● WHAT THE TASK REQUIRES: Render the listing below as a Markdown table with the columns No. and Entry. Give each nonblank line its own row, numbered in order.

● EXERCISE MATERIALS:
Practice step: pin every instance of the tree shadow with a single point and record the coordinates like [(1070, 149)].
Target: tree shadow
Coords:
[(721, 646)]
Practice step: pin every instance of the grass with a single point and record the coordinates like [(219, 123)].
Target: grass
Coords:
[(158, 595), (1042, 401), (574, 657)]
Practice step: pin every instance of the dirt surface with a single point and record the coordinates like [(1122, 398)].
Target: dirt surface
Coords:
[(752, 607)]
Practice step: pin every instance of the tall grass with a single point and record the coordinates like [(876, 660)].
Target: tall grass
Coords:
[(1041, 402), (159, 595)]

● OUTPUT OF THE EXERCISE:
| No. | Entry |
|---|---|
| 1 | Practice step: pin every instance of the tree shadow with a single point and record the coordinates like [(1070, 149)]. |
| 2 | Target: tree shadow |
| 3 | Coords: |
| 4 | [(721, 646)] |
| 5 | Practice step: pin every instance of the grass with a single point and record the coordinates like [(219, 123)]. |
| 6 | Target: grass |
| 7 | Coords: |
| 8 | [(158, 595), (1042, 401), (574, 657)] |
| 9 | Practice step: pin every instance of the dirt surface with a single point and record the coordinates like [(1122, 398)]. |
| 10 | Target: dirt surface |
| 11 | Coords: |
| 12 | [(752, 607)] |
| 13 | Practice step: pin every instance of the tall grass with a single point and record the coordinates like [(876, 660)]. |
| 14 | Target: tall grass |
| 15 | Coords: |
| 16 | [(1041, 402), (159, 595)] |